[[ Data shown, beginning ]]
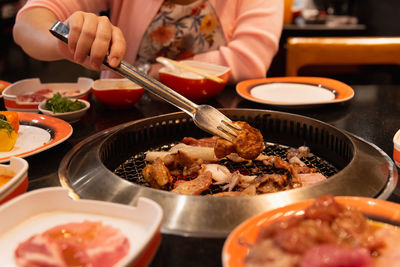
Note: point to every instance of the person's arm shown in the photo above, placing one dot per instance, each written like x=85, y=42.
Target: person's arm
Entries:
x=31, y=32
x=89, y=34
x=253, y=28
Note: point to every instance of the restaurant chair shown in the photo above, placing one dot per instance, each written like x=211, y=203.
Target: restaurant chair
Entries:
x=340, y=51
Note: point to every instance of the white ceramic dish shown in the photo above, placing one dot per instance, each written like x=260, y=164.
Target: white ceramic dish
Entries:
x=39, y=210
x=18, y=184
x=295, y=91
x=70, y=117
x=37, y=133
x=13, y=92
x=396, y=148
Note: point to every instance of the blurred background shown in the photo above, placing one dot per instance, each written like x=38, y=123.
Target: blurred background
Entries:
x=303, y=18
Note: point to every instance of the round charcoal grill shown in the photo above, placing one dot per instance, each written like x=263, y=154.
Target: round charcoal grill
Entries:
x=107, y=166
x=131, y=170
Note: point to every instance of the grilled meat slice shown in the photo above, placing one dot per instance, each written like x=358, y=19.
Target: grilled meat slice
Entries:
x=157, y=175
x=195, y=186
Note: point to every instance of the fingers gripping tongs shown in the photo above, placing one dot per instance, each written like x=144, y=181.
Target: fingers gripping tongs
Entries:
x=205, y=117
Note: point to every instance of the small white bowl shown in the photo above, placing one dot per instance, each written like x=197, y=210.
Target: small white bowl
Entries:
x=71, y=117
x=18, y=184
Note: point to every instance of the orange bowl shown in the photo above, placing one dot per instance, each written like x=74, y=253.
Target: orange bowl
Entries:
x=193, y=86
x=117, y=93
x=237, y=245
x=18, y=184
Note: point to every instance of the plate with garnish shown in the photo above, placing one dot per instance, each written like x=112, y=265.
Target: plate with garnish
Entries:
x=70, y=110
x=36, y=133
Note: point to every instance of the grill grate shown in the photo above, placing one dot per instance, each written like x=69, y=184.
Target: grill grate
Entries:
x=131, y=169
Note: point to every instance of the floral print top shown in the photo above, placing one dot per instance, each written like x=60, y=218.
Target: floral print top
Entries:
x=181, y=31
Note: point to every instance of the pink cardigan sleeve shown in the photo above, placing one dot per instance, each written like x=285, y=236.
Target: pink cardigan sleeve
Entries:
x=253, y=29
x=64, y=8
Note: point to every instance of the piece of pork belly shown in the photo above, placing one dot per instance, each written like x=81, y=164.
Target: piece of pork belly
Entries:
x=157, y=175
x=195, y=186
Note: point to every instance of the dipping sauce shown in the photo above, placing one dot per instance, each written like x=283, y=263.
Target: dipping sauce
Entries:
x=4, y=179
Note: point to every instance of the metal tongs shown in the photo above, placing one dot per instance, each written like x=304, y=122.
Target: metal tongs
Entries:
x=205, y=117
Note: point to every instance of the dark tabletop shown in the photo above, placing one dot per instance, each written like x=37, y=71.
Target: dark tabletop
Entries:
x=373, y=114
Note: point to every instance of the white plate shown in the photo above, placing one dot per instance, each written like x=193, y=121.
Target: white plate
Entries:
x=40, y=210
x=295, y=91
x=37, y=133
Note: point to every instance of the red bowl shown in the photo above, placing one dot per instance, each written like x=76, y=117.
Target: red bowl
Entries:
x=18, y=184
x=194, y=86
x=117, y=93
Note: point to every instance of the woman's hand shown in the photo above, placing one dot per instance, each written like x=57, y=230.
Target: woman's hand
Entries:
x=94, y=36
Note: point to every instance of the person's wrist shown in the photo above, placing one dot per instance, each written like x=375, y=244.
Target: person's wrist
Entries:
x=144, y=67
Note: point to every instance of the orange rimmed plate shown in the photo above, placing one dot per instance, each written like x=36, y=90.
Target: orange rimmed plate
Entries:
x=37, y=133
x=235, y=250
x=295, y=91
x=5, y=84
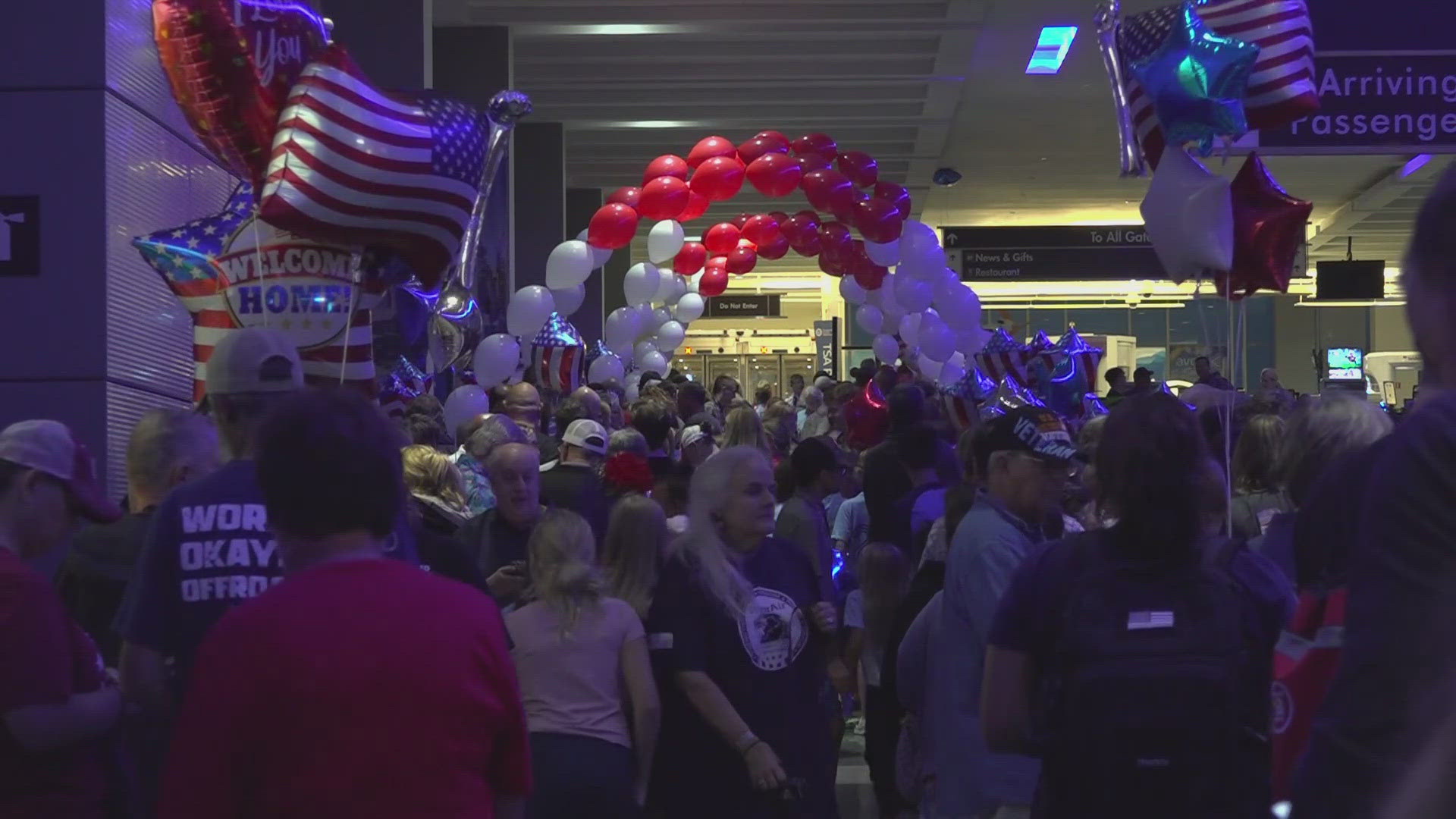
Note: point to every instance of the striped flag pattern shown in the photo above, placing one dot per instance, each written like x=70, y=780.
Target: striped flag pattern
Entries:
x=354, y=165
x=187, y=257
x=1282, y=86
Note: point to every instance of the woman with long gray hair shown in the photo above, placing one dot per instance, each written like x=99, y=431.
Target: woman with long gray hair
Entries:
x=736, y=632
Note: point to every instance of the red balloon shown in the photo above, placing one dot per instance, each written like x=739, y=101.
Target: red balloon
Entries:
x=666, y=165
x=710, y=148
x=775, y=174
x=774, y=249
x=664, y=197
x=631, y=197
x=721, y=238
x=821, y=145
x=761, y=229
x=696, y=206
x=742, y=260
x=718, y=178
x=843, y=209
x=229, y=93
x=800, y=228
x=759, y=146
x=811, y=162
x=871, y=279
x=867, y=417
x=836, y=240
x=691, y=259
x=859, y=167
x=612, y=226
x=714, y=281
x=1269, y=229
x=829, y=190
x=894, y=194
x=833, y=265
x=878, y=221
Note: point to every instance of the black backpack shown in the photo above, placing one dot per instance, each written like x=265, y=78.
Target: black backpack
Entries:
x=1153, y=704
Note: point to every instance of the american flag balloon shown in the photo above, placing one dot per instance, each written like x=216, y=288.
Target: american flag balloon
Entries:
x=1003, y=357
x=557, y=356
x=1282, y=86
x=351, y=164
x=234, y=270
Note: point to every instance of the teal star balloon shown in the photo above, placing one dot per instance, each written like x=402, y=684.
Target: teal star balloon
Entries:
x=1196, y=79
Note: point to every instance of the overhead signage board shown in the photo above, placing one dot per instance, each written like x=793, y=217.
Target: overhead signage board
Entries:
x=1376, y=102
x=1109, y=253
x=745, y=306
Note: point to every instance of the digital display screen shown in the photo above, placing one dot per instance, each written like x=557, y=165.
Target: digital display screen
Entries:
[[ Data shown, end ]]
How to complete this task:
Collect every line from the records above that contains the word "gray".

Result of the exercise:
Note: point to every instance of the woman with long gray hair shown in the photo above, placing one dot per instance, each written like x=99, y=431.
Target: woman with long gray hair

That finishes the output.